[Items from a data source]
|---|
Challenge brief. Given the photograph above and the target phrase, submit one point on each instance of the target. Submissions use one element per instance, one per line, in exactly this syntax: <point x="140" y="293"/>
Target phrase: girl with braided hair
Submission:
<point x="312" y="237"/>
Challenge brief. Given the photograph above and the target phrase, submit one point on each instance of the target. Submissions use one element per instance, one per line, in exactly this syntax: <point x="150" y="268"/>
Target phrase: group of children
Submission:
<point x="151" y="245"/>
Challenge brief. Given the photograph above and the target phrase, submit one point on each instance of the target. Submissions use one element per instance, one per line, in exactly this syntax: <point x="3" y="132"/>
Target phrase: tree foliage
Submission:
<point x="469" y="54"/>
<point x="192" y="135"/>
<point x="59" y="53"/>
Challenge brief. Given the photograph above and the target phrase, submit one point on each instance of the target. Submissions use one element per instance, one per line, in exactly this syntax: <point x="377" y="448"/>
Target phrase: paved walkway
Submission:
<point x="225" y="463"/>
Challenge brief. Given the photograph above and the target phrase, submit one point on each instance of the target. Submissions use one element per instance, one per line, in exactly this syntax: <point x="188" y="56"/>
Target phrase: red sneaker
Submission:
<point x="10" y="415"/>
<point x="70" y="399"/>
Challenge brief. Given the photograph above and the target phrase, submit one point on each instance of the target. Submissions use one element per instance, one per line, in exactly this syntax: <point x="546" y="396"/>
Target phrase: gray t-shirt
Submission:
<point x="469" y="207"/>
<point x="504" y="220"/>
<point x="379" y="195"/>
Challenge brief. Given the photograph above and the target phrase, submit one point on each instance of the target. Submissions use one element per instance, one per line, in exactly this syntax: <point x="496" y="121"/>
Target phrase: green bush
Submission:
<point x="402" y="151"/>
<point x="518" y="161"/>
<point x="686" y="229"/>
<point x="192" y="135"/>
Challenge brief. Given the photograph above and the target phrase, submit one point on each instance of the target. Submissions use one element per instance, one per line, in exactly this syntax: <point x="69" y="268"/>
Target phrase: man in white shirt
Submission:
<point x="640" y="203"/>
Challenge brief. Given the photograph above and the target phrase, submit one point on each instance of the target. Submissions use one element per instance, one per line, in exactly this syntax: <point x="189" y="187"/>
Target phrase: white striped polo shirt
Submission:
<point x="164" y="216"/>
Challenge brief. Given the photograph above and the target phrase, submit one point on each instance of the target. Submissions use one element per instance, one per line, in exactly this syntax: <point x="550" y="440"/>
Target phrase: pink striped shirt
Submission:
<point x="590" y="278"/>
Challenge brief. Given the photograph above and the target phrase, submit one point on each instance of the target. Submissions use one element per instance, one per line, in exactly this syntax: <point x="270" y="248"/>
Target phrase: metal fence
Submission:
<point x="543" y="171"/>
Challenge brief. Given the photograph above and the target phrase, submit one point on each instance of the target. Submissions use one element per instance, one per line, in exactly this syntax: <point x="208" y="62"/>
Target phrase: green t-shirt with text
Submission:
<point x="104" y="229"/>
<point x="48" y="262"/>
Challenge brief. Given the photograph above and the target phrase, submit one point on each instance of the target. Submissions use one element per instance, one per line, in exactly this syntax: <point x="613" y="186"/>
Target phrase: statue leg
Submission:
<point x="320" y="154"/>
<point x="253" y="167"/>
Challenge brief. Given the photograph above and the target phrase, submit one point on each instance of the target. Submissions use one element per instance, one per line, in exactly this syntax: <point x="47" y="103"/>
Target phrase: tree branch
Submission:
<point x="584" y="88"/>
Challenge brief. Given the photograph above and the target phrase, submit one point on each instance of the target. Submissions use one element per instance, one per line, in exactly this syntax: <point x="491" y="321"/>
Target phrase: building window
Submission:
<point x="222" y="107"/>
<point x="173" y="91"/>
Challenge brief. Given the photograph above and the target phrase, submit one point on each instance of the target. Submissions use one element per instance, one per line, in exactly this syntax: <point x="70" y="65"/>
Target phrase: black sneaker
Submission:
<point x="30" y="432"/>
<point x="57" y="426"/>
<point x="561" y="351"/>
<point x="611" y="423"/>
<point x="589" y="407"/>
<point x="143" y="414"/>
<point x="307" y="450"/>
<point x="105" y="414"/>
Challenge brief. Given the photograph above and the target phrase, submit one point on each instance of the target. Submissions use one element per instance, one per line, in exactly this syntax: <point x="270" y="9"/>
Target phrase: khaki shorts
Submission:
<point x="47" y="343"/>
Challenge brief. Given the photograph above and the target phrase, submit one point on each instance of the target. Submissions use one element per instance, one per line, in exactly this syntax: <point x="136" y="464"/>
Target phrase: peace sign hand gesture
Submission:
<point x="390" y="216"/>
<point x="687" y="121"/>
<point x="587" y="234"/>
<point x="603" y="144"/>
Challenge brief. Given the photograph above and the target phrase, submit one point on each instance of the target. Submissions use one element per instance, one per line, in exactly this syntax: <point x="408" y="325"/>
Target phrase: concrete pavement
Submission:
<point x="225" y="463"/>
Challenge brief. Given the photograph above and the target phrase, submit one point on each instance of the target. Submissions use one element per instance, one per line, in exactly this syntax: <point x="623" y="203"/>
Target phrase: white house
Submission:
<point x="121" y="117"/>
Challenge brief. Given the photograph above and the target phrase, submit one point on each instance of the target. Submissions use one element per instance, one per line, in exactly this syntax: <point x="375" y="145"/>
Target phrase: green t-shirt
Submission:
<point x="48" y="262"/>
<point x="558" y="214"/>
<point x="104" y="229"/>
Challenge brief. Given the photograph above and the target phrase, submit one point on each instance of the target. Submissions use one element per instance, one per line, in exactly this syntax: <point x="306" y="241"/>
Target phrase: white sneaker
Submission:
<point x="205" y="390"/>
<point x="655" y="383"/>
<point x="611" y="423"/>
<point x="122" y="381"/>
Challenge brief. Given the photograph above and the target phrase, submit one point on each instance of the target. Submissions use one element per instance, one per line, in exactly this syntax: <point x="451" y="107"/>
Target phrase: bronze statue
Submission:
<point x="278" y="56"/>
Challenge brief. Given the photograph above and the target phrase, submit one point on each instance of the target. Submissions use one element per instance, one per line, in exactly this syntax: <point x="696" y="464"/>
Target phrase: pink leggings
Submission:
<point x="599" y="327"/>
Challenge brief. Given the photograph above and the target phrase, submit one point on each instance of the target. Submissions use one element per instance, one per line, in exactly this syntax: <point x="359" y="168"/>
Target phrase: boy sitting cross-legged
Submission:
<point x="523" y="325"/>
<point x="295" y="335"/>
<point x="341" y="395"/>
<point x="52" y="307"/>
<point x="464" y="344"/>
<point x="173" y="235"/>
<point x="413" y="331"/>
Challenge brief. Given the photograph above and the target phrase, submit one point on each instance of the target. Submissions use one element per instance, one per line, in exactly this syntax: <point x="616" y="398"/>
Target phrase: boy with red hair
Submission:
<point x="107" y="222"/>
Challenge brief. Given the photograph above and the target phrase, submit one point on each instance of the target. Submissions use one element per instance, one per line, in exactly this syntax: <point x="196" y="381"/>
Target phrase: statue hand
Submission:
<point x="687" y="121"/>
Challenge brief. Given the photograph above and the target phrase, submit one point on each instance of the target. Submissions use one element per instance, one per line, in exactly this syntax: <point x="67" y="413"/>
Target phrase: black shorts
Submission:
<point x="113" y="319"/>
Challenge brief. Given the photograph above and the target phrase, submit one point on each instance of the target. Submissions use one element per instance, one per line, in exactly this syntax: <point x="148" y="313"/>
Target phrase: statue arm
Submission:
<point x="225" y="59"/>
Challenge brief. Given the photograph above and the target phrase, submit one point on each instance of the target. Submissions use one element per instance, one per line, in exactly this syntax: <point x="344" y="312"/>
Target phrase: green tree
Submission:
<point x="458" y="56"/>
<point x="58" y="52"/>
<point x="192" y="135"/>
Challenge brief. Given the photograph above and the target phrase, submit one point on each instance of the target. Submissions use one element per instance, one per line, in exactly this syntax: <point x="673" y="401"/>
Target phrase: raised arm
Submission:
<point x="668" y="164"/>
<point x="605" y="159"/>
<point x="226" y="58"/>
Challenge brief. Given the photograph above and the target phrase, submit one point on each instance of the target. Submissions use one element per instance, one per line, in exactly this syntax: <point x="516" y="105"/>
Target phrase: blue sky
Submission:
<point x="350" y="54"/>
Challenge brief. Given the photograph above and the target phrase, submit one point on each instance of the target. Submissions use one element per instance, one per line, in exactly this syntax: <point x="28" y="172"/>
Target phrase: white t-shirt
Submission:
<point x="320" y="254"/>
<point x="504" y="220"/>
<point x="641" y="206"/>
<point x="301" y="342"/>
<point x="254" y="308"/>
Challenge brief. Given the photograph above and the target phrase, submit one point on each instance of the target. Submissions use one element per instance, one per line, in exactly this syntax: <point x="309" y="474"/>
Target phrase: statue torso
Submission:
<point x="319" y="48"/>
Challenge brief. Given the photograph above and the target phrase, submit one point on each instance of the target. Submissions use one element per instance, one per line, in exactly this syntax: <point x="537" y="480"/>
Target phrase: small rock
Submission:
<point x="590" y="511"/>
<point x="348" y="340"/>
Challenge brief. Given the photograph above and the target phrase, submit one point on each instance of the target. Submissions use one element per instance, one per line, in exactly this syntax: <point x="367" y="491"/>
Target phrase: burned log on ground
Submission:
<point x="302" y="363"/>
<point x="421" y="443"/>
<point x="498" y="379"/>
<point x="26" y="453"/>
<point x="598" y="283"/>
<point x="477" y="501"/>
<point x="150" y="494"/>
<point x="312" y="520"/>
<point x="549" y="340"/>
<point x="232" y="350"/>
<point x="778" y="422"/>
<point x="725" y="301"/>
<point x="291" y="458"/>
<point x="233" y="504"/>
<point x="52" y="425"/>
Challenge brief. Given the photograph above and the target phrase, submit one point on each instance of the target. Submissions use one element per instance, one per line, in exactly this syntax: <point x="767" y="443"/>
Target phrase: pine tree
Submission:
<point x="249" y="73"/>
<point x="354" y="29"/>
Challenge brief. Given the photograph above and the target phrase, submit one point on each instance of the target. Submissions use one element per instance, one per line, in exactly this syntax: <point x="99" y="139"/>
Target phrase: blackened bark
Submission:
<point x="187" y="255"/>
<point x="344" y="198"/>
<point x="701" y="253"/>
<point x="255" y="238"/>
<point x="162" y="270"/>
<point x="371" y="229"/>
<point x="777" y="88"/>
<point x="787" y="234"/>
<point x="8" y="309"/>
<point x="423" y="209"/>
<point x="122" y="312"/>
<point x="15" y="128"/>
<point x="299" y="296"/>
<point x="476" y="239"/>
|---|
# [Task instructions]
Considering the records above, count the lines where the string "hair" occurs and return that number alone.

# [Response to this task]
2